Awesome

ChOp - Chapel-based Optimization

The objective of the ChOp project is to design and implement large-scale exact distributed optimization algorithms taking into account CPU-GPU heterogeneity, but also achieving high productivity and parallel efficiency. The prototypes are programmed to enumerate all feasible and complete configurations of the N-Queens. The final versions of the distributed algorithms solve to the optimality instances of combinatorial optimization problems, such as the flow-shop scheduling and the ATSP. This study is pioneering within the context of parallel exact optimization.

Overview of the algorithm:

The locale 0 (master) is responsible for generating the distribute pool Pd and controlling the search. Each worker locale receives nodes from the master and generates a local pool that is partitioned into CPU and GPU portions. L locales are launched on L-1 computer nodes.

Recent results, GPU-based prototype in Chapel + CUDA, solving the N-Queens:

288 NVIDIA V100, 48 computer nodes.

84% of the linear speedup vs. the same application on one computer node. 74% of the linear speedup vs. the optimized baseline in CUDA on one computer node. See Carneiro et al. (2021).

Some productivity/performance results of using Chapel for distributed exact optimization vs MPI+Cpp, flow-shop scheduling problem:

Execution times of Chapel-BB solving to the optimality Taillard instances ta21-30. The execution time is given relative to the MPI-PBB baseline. Next, normalized the productivity achieved by Chapel compared to its counterpart written in MPI+Cpp. Experiments executed on 1 (32 cores) to 32 nodes (1024 cores). For more details, see Carneiro et al. (2020).

Productivity results of using Chapel for heuristic optimization:

Illustration of the trade-off between relative cost and relative performance of three languages compared to the reference one. In the graph, the arrows point to the desired productivity region (DPR). The trade-off between relative cost and relative performance of Chapel, Julia, and Python compared to the reference implementation. In the graph, the desired productivity region (DPR) is on point 1.2.33. For more details, see Gmys et al. (2020).

☆ ☆ ☆ ☆ ☆

What is asked:
A) Condense the paragraph of the ChOp page that begins "The objective of the ChOp project" into a short bulleted list that keeps its main facts.
B) Extract verbatim the passage of the ChOp page from "Recent results, GPU-based" to "Carneiro et al. (2020).".

☆ ☆ ☆ ☆ ☆

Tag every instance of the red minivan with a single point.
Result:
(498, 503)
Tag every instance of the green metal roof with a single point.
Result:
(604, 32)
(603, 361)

☆ ☆ ☆ ☆ ☆

Results of the exercise:
A)
- Goal: design and implement large-scale exact distributed optimization algorithms that account for CPU-GPU heterogeneity and also reach high productivity and parallel efficiency.
- The prototypes enumerate all feasible and complete N-Queens configurations.
- The final distributed versions solve combinatorial optimization instances, such as flow-shop scheduling and the ATSP, to optimality.
- The study is pioneering in parallel exact optimization.

B)
Recent results, GPU-based prototype in Chapel + CUDA, solving the N-Queens:

288 NVIDIA V100, 48 computer nodes.

84% of the linear speedup vs. the same application on one computer node. 74% of the linear speedup vs. the optimized baseline in CUDA on one computer node. See Carneiro et al. (2021).

Some productivity/performance results of using Chapel for distributed exact optimization vs MPI+Cpp, flow-shop scheduling problem:

Execution times of Chapel-BB solving to the optimality Taillard instances ta21-30. The execution time is given relative to the MPI-PBB baseline. Next, normalized the productivity achieved by Chapel compared to its counterpart written in MPI+Cpp. Experiments executed on 1 (32 cores) to 32 nodes (1024 cores). For more details, see Carneiro et al. (2020).